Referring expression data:
Start of Block

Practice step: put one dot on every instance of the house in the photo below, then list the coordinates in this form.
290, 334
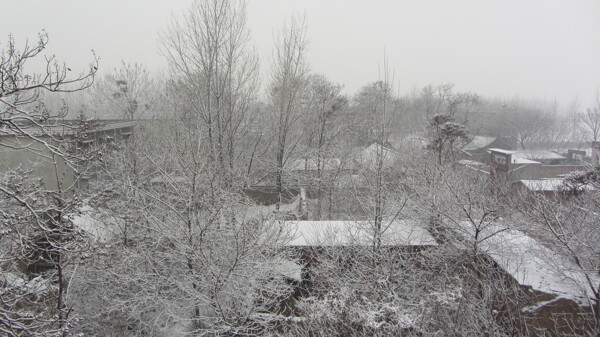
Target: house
555, 294
513, 166
477, 148
369, 157
29, 149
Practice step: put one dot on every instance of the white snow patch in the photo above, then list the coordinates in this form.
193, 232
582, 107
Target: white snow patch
358, 233
532, 264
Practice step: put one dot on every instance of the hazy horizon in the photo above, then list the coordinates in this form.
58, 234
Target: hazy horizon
543, 50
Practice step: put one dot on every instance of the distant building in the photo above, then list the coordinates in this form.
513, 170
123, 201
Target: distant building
478, 148
21, 150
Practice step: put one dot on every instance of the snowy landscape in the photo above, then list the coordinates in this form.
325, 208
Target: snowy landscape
219, 192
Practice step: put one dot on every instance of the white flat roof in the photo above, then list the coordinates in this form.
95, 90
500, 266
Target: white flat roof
357, 233
501, 151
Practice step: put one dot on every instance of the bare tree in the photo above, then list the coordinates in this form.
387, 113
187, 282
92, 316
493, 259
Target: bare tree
288, 83
214, 72
128, 90
38, 237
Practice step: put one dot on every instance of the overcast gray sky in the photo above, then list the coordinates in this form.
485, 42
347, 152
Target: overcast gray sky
540, 49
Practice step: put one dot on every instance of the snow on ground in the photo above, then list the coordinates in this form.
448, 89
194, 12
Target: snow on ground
532, 264
88, 220
359, 233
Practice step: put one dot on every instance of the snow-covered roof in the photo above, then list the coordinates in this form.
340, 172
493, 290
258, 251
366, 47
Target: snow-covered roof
532, 264
479, 142
368, 157
516, 160
468, 162
537, 155
311, 164
543, 185
501, 151
551, 184
357, 233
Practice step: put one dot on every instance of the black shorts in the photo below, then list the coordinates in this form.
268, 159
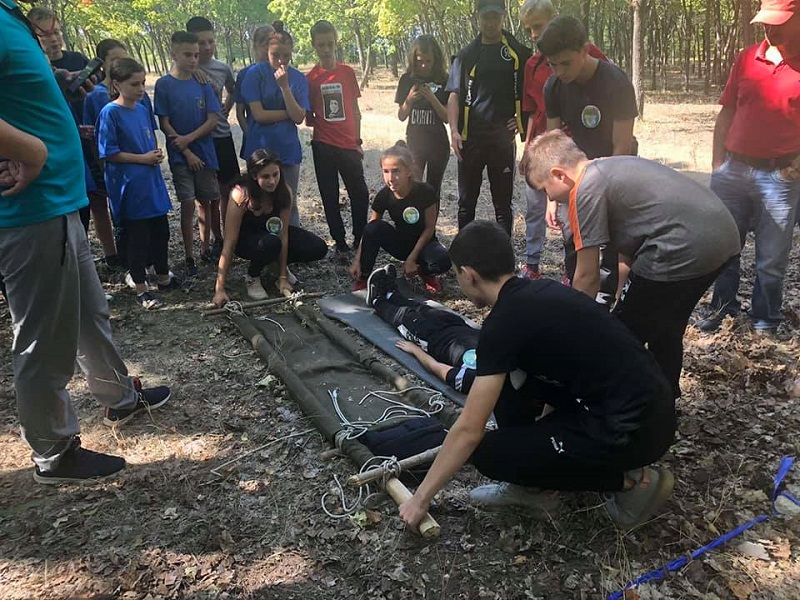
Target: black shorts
228, 161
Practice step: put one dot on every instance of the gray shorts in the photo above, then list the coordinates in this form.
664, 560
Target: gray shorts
194, 185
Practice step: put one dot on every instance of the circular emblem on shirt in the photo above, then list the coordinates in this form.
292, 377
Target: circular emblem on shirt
274, 225
470, 359
411, 215
590, 116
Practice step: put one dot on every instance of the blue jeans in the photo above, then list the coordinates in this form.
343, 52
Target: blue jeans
765, 202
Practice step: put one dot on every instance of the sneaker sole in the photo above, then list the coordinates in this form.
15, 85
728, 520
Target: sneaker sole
71, 480
111, 423
666, 482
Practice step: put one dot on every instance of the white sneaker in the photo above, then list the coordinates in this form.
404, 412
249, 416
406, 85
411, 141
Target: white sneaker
495, 496
255, 291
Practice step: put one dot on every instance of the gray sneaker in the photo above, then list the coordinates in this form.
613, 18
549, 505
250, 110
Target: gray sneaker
635, 506
495, 496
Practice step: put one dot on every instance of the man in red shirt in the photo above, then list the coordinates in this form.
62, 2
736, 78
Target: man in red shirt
336, 119
756, 160
535, 15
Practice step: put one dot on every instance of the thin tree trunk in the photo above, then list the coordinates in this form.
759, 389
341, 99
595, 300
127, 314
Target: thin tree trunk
636, 56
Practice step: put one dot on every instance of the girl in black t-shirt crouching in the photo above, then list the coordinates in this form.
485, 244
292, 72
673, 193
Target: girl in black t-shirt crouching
412, 237
257, 228
422, 101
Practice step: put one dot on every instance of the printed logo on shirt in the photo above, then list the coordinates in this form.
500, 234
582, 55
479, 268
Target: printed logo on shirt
274, 225
470, 359
590, 116
333, 101
411, 215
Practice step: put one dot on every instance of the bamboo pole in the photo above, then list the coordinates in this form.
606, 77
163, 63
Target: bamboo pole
402, 465
322, 418
267, 302
428, 527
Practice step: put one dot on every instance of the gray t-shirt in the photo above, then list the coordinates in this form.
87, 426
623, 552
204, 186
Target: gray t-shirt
220, 76
671, 227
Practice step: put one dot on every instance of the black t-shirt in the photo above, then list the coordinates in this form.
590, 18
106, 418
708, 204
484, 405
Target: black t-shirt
408, 214
493, 101
559, 346
73, 61
423, 123
589, 110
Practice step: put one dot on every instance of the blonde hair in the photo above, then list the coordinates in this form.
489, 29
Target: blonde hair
401, 152
551, 149
529, 8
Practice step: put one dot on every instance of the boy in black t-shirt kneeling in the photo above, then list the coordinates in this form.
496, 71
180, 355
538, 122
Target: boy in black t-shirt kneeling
613, 411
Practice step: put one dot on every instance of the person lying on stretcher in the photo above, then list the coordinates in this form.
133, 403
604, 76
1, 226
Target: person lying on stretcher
441, 340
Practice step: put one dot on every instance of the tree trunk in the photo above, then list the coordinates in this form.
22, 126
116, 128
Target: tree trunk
636, 55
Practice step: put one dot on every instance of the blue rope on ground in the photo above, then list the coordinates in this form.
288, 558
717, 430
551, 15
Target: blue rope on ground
658, 574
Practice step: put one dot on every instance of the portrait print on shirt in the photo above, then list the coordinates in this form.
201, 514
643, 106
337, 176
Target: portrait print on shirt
333, 101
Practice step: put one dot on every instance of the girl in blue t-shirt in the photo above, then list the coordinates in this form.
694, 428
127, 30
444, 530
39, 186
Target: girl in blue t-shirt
277, 98
136, 191
411, 237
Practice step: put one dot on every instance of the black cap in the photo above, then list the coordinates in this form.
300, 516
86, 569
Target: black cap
498, 6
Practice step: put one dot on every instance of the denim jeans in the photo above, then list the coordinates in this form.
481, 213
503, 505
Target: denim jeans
765, 202
535, 226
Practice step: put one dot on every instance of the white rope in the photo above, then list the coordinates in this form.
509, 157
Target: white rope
396, 410
364, 493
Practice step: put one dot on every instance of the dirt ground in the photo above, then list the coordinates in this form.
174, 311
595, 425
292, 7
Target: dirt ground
170, 527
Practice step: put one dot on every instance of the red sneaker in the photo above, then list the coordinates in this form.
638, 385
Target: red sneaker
529, 272
433, 284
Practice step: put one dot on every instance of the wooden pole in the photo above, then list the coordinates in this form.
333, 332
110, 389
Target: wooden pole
428, 527
402, 465
267, 302
322, 418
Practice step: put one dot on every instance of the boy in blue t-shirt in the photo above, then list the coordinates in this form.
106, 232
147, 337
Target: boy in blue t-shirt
188, 113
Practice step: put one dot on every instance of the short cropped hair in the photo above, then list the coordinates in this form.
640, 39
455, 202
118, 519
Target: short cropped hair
41, 13
552, 149
562, 34
321, 28
486, 247
198, 24
183, 37
107, 45
531, 8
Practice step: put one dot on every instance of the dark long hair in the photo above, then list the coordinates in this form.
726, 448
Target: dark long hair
281, 197
427, 43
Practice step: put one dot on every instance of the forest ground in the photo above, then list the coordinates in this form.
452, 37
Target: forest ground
170, 527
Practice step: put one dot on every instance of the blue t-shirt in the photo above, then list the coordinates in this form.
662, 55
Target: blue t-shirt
134, 191
187, 104
99, 97
31, 101
259, 85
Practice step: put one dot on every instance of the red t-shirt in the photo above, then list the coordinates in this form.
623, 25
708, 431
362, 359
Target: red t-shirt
766, 98
533, 87
334, 96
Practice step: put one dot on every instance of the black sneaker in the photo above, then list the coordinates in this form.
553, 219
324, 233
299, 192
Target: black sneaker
78, 465
381, 282
149, 301
191, 268
174, 284
146, 400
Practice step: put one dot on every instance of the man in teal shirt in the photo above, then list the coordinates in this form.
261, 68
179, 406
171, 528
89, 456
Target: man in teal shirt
58, 308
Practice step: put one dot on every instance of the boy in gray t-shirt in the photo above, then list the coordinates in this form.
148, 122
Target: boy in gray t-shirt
674, 233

End of Block

• _TRY IT_
The records above should be retyped in full and exactly; omit the pictures.

• _ANSWER BELOW_
Practice step: put one dot on every instance of the house in the photo below, then list the coordinates in this form.
290, 334
Target: house
555, 294
513, 166
477, 148
369, 157
29, 149
Practice step: put one dot on every instance of the white snow patch in the photo above, then list the coordinates in this form.
193, 232
582, 107
Target: white snow patch
358, 233
532, 264
Practice step: put one dot on every instance of the hazy horizon in the photo above, then list the coordinates in this form.
58, 234
Target: hazy horizon
543, 50
Practice step: put one dot on every instance of the distant building in the photo above, then list the coordinates in this form.
513, 170
123, 201
Target: distant building
478, 148
21, 150
Practice step: put one dot on every instance of the snowy landscape in the photo above, then list the coordinates in this form.
325, 208
Target: snowy landscape
219, 192
Practice step: put one dot on every instance of the white flat roof in the photo above, then list the coordinates in this form.
95, 90
500, 266
Target: white flat roof
357, 233
501, 151
Practice step: put one dot on every instance of the bare tree in the photo above, then list the coordinates in this form.
387, 113
187, 282
92, 316
493, 259
Target: bare tree
288, 83
214, 72
128, 90
38, 237
Practice step: put one dot on every instance of the overcast gray sky in the photo above, then list the coordinates in this form.
485, 42
347, 152
Target: overcast gray sky
540, 49
Practice step: put one dot on every instance of the snow on ground in the photo above, then list the coordinates in this form.
448, 89
194, 12
Target: snow on ground
532, 264
88, 220
359, 233
Practice step: put one dot on every instance of the snow-covered roof in the photo above, then list the coordinates in this form.
340, 172
493, 290
258, 251
366, 47
Target: snow-covered roof
532, 264
479, 142
368, 157
516, 160
468, 162
537, 155
311, 164
543, 185
501, 151
551, 184
357, 233
Practice step: put one dot on every instance of the black shorts in the photo below, then list the coordinates in this form.
268, 159
Target: black shorts
228, 161
Practice step: put one dot on every instance of the gray shorts in the photo above, then list the coordinates in this form.
664, 560
Target: gray shorts
194, 185
Practice step: put one dot on every instance of the circular emblem on shirt in the photo above, then list the coordinates in this form.
292, 377
Target: circular emblem on shirt
274, 225
470, 359
411, 215
590, 116
Practice step: put one dot on every instance of the blue jeans in the photo above, then list the coordinates in this form.
343, 52
Target: blue jeans
765, 202
Practice step: put one dot on every instance of the sneaker sole in the photo above, then list the coordinates in this form.
15, 85
728, 520
Target: sneaker sole
71, 480
111, 423
666, 482
Practice step: put one dot on every instance of the white sneaker in the photo above, then list the coordinates in this form.
404, 412
249, 416
406, 85
411, 141
Target: white sneaker
495, 496
255, 291
Practice step: put one dot on every instance of the gray sneaker in the photo above, then list the coordinates in this form.
613, 18
549, 505
250, 110
Target: gray sneaker
635, 506
495, 496
Practice step: put one dot on every instance of the man in red shirt in the photo above, then list the coordinates in this form.
62, 2
736, 78
Target: man in red shirt
336, 119
756, 160
535, 15
Practice step: put one dot on every instance of the thin tree trunk in the photo above, then list the coordinates in this form.
759, 389
341, 99
595, 300
127, 314
Target: thin tree trunk
636, 56
Practice step: put one dot on every instance of the girl in black t-shirt crouching in the photo above, then list the coordinates in this form.
485, 244
292, 72
673, 193
Target: girl in black t-shirt crouching
412, 237
257, 228
422, 101
Practice step: put one dot on every instance of the printed logo on shirt in the photo above, then list the coordinates in this form.
500, 234
582, 55
479, 268
Target: printed logo on shirt
274, 225
470, 359
590, 116
333, 101
411, 215
Practice step: put one dot on every instance of the bamboo pole in the photo above, then list the coordinates in this form.
606, 77
163, 63
Target: bamboo pole
402, 465
322, 418
267, 302
428, 527
Practice step: put one dot on every instance of the gray t-shirt in the photo above, then list the coordinates in this form.
87, 426
623, 552
204, 186
Target: gray t-shirt
220, 76
671, 227
Practice step: put one dot on every instance of the black t-shirt in the photo above, then list the coordinates in this form.
590, 18
106, 418
708, 204
484, 405
Target: black t-shirt
408, 214
493, 101
559, 346
73, 61
423, 123
589, 110
Practice step: put one dot on every instance of the blonde hair in the photo above, then list the coordinates in this form.
489, 29
Target: blonde hair
401, 152
551, 149
529, 8
Practice step: put one dot on every instance of the boy in black t-shirt kneeling in the photo above, then list the coordinates in this form.
496, 71
180, 355
538, 122
Target: boy in black t-shirt kneeling
613, 411
Practice step: put one dot on every instance of the person lying on stretcher in the photo above, then list the coordinates in this form.
133, 403
604, 76
1, 226
Target: person lying on stretcher
441, 340
Practice step: put one dot on every instance of the tree trunk in the photo above, then list the coordinates in this form.
22, 126
116, 128
Target: tree trunk
636, 55
Practice step: put one dot on every instance of the blue rope on ground in the photo above, then list the coordinates in this form.
288, 558
717, 430
551, 15
Target: blue rope on ground
658, 574
Practice step: put one dot on every instance of the portrait print on shirt in the photo above, then list the coordinates in this form.
201, 514
643, 106
337, 176
Target: portrait print on shirt
333, 101
Practice step: put one dot on every instance of the girl in blue t-shirt in the photo above, then list the coordinates in this form.
694, 428
127, 30
444, 530
39, 186
Target: girl in blue t-shirt
277, 98
136, 191
411, 237
Practice step: put one dot on every instance of the black cap in the photo above, then list the coordinates in this form.
300, 516
86, 569
Target: black cap
498, 6
Practice step: put one dot on every instance of the denim jeans in the photo above, then list the coordinates in this form.
481, 213
503, 505
Target: denim jeans
765, 202
535, 226
Practice step: put one dot on every instance of the white rope in the photo above, then list the coordinates in this form.
509, 157
Target: white rope
396, 410
364, 493
Practice step: put one dot on every instance of the dirt ground in the photo above, then list the coordinates in this form.
174, 311
595, 425
292, 7
Target: dirt ground
170, 527
Practice step: put one dot on every instance of the red sneaker in the photo above, then list the coordinates in this form.
638, 385
Target: red sneaker
529, 272
433, 284
Practice step: put one dot on every instance of the wooden pole in the photo above, then list the coordinates in this form.
333, 332
110, 389
Target: wooden pole
428, 527
402, 465
267, 302
322, 418
Practice step: put one dot on every instance of the boy in blue t-shirt in the photo above, then list the coordinates in this form.
106, 232
147, 337
Target: boy in blue t-shirt
188, 113
Practice step: put one dot on every instance of the short cropped hair in the photo above, then list the coordinates in this form.
640, 39
455, 202
118, 519
Target: short cropped hair
41, 13
552, 149
562, 34
321, 28
486, 247
198, 24
183, 37
107, 45
531, 8
Practice step: put one dot on every instance of the dark long hair in the photo above, then list the coordinates in this form.
726, 448
Target: dark long hair
281, 197
427, 43
Practice step: put one dot on every instance of the forest ground in the photo above, then list the coordinates in this form.
452, 37
Target: forest ground
170, 527
Practice step: put one dot on every instance of the blue t-shirt in the photo above, then list the coordinates in this form.
662, 55
Target: blue t-shirt
134, 191
187, 104
99, 97
31, 101
259, 85
Practice step: put one dot on every instance of the red t-shirt in the photo above, then list the coordinates in this form.
623, 25
708, 431
362, 359
Target: red t-shirt
766, 98
533, 87
334, 96
Practice step: put one dot on every instance of the black sneaker in the photo above, then list the coordinates in this form.
553, 219
324, 233
299, 192
Target: black sneaker
78, 465
381, 282
149, 301
191, 268
174, 284
146, 400
Practice step: put one dot on every instance of the man in teal shirt in the photo above, then list the coordinates in this form.
261, 68
179, 406
171, 528
89, 456
Target: man in teal shirt
58, 308
Practice step: put one dot on every instance of the boy in gray t-shirt in the photo above, then list the coordinates in this form.
148, 122
Target: boy in gray t-shirt
674, 233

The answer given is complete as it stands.